#### [SELECTED TEXT]
------
Postby yyy » 20 May 2016, 12:29

Abacus wrote:There is nothing in the labor law that says an employee must pay a fee to leave a contract. It does directly say that an employer must allow an employee to leave a contract early though. If you agreed to a penalty then you would have to pay that but they can't deduct that from your paycheck.

In the Labor Standards Act (Art. 15), it says you have the right to leave a non-fixed term contract with notice (10 to 30 days depending on how long you've worked, or 0 days if less than 3 months) or a fixed term contract after 3 years with 30 days' notice. (Again, this is only if you can't prove a violation as in Art. 14.)

The Civil Code still applies when the LSA applies (though any conditions in the LSA more favorable to the employee override the CC), and of course it also applies when the LSA doesn't, unless the relationship is not employment (i.e. it's independent contracting of one sort or another).
------
#### [MATERIAL]

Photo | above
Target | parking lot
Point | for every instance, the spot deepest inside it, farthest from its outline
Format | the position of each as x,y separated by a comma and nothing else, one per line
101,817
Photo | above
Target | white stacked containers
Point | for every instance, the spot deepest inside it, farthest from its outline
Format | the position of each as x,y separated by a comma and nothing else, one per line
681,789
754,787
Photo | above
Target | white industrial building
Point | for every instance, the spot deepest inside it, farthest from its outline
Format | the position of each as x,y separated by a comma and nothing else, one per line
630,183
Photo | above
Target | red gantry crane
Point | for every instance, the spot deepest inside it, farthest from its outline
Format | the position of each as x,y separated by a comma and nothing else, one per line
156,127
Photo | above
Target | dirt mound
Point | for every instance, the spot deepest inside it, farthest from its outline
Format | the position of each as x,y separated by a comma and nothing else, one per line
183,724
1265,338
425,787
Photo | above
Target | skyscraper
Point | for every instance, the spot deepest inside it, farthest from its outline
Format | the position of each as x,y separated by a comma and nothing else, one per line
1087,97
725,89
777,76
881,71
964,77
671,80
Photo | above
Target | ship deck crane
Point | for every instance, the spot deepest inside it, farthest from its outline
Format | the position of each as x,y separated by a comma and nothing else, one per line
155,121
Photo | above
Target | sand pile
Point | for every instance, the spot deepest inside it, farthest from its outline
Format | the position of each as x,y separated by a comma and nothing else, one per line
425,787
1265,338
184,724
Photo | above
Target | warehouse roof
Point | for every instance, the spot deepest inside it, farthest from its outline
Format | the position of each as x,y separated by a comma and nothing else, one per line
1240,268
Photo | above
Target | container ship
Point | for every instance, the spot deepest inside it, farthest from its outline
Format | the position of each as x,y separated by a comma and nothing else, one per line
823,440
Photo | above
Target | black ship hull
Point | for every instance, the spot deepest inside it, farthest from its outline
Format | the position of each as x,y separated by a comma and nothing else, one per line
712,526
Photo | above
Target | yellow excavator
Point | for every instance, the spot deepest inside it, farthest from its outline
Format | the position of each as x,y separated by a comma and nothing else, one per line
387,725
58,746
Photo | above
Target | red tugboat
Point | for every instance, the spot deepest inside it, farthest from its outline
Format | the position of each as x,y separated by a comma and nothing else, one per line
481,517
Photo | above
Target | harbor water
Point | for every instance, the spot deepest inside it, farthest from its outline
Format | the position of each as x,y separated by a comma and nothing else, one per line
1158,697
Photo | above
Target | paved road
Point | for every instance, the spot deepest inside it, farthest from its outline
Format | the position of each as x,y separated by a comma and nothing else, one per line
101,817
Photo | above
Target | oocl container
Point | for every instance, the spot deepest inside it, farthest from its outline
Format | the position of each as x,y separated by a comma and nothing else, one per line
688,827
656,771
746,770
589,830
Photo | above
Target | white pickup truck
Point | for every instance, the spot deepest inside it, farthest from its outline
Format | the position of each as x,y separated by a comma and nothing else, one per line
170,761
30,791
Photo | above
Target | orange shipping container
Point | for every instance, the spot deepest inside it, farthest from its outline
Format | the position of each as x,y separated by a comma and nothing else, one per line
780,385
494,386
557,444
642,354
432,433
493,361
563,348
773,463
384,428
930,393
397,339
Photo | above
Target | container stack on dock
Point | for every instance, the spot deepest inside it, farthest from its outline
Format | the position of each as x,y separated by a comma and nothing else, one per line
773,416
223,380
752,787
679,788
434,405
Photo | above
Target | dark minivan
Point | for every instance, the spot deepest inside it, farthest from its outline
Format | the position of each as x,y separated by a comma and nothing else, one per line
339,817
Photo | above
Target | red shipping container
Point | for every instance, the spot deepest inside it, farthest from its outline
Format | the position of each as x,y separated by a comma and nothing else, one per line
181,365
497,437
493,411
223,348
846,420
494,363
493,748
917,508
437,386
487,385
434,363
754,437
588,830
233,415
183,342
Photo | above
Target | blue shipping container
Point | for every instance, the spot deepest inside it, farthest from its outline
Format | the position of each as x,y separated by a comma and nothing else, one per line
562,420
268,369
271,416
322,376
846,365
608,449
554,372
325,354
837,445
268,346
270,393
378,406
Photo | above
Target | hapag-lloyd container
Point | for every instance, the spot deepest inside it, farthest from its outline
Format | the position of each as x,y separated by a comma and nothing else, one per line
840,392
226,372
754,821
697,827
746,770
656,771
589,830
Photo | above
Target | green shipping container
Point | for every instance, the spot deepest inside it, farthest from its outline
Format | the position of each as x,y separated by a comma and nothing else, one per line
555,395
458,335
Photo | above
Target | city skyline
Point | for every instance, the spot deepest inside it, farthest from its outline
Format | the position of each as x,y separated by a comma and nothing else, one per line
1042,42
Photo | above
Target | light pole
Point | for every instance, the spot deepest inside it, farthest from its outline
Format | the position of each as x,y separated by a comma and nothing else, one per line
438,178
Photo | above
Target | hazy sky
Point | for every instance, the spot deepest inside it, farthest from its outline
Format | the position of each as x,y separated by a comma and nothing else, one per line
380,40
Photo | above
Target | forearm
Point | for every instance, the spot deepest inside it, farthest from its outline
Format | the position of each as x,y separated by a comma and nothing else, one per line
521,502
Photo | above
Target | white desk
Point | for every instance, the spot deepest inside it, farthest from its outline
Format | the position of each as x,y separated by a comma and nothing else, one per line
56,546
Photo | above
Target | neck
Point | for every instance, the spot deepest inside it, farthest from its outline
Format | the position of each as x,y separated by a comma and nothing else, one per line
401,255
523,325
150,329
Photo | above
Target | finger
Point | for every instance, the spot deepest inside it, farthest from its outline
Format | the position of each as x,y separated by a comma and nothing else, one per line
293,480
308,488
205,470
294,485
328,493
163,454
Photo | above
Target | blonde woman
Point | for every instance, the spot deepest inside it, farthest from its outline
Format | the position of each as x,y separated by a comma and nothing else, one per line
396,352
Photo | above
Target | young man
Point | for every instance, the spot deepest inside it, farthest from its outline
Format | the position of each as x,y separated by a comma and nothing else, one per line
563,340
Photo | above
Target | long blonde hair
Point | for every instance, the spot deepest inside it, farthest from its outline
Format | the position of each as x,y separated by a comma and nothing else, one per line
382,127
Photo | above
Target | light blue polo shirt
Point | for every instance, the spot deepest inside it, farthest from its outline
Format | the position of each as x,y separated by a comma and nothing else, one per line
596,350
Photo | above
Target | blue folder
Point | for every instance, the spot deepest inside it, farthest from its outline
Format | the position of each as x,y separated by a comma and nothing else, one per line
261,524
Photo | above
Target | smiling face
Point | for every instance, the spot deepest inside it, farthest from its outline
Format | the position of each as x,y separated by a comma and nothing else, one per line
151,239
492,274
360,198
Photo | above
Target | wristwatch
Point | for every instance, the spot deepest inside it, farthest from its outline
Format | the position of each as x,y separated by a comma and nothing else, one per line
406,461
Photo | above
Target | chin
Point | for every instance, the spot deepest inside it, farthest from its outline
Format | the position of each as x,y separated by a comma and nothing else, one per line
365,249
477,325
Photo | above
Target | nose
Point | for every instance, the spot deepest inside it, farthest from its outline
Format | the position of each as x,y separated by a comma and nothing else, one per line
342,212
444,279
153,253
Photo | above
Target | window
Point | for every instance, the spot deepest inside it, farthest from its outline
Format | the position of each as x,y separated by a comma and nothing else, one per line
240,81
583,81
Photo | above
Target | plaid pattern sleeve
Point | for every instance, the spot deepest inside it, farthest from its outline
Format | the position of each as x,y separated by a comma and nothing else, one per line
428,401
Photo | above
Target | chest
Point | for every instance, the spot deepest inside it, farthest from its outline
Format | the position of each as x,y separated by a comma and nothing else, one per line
------
#### [WORK TO COMPLETE]
1/ List every line of the listing that contains the string "crane", treating uppercase and lowercase letters as different.
2/ Write a continuation of the post on leaving employment contracts, starting right after its final sentence.
The post on leaving employment contracts and the listing are unrelated to each other.

#### [OUTPUTS BY TASK]
1/
Target | red gantry crane
Target | ship deck crane

2/
Civil Code Art. 488
If the duration of hire of services is fixed, the contract of hire of services terminates with the end of that duration.
If the duration of hire of services is not fixed or can not be fixed in accordance with the nature or purpose of services, either party may terminate the contract at any time, however, if customs is in favor of the employee, such customs shall be followed.
僱傭定有期限者,其僱傭關係,於期限屆滿時消滅。 僱傭未定期限,亦不能依勞務之性質或目的定其期限者,各當事人得隨時 終止契約。但有利於受僱人之習慣者,從其習慣。
Civil Code Art. 489
Even though the duration of the hire of services has been agreed upon, either party may, in the event of any serious occurrence, terminate the contract before the end of such duration.
If the occurrence as specified in the preceding paragraph be due to the negligence of one of the parties, the other party may demand for the injury from him.
當事人之一方,遇有重大事由,其僱傭契約,縱定有期限,仍得於期限屆 滿前終止之。 前項事由,如因當事人一方之過失而生者,他方得向其請求損害賠償。

So the possibility of the employer winning compensation still exists, though I'm not familiar with any cases like this. If it's easy to prove the employer has been committing violations left and right, the employee should have nothing to worry about, unless working illegally.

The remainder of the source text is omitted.